Labeled-object pointing entries:
::::::::

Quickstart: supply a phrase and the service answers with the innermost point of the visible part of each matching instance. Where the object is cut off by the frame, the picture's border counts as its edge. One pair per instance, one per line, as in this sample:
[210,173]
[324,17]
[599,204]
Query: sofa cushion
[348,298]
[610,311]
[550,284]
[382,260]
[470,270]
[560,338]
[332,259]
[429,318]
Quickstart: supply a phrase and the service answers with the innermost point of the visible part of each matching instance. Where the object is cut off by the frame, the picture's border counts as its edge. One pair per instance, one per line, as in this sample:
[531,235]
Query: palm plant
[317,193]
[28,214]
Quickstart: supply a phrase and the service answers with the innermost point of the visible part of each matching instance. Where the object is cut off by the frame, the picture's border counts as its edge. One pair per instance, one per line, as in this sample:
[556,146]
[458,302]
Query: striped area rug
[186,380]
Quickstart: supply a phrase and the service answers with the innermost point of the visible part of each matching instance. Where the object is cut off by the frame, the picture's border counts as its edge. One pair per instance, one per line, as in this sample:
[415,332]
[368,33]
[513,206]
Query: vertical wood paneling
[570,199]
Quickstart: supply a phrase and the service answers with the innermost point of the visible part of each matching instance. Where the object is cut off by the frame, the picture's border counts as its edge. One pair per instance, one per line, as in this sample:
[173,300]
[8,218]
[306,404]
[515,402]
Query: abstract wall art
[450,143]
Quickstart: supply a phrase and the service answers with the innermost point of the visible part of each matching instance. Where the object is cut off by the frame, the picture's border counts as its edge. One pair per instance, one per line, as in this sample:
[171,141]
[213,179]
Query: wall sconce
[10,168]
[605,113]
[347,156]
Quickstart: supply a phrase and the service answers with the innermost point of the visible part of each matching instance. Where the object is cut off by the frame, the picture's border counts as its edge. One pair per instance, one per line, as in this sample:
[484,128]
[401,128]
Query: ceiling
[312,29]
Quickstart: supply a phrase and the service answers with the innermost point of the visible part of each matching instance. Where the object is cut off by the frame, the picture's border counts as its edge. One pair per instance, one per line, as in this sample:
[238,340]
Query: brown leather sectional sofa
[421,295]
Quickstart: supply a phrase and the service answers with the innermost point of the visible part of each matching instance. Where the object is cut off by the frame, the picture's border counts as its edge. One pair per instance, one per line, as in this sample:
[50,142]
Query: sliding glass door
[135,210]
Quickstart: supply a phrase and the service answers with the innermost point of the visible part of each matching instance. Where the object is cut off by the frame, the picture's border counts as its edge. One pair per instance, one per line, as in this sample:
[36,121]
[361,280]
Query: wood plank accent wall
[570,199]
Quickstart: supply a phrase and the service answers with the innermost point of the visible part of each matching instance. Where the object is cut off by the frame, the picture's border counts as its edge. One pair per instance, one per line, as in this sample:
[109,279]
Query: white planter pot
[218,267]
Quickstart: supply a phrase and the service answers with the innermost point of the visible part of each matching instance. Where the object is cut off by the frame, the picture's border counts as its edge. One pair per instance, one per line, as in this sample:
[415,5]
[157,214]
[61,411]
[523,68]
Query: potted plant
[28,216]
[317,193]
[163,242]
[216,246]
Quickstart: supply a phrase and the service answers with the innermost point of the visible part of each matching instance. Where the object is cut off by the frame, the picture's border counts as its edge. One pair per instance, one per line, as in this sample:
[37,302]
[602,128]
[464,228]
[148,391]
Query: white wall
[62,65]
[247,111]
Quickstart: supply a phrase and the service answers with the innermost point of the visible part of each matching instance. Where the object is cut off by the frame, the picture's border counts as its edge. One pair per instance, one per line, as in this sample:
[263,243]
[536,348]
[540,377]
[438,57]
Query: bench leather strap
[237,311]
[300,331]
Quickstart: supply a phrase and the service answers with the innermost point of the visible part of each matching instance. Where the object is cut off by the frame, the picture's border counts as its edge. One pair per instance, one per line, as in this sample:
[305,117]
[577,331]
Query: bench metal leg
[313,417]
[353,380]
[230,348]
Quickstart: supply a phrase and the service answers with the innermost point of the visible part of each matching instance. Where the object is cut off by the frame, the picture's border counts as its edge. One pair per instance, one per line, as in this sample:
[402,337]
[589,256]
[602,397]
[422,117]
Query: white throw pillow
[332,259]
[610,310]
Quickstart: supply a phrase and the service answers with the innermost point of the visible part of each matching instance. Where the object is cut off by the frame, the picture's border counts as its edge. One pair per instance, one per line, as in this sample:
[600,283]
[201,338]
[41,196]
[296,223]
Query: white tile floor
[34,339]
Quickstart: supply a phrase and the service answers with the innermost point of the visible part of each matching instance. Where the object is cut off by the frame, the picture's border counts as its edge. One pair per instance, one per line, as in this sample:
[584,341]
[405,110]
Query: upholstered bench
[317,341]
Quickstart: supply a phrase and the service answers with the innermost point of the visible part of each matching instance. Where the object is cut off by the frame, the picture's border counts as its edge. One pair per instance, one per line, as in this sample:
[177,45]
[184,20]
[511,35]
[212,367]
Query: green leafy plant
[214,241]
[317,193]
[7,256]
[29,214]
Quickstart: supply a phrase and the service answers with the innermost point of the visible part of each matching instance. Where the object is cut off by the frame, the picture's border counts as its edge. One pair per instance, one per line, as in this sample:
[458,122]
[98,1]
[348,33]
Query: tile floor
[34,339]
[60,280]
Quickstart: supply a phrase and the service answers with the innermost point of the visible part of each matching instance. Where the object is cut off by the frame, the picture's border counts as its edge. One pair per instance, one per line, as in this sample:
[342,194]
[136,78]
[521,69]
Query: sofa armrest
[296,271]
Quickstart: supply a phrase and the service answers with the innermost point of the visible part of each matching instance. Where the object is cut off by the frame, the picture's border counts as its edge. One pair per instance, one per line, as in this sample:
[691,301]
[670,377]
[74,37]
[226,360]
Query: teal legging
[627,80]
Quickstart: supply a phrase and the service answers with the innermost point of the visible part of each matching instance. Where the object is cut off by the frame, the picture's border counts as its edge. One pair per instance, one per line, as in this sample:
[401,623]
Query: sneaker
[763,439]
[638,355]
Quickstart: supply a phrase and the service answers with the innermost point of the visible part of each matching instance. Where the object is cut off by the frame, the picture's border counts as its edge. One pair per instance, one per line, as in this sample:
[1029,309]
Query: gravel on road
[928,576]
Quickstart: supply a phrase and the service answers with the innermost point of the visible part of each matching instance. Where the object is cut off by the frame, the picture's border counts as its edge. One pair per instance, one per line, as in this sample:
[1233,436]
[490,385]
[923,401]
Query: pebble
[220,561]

::::::::

Short exercise: Show each line of the data above that includes the word "white".

Task answer:
Query: white planter pot
Query: white wall
Query: white throw pillow
Query: white tile floor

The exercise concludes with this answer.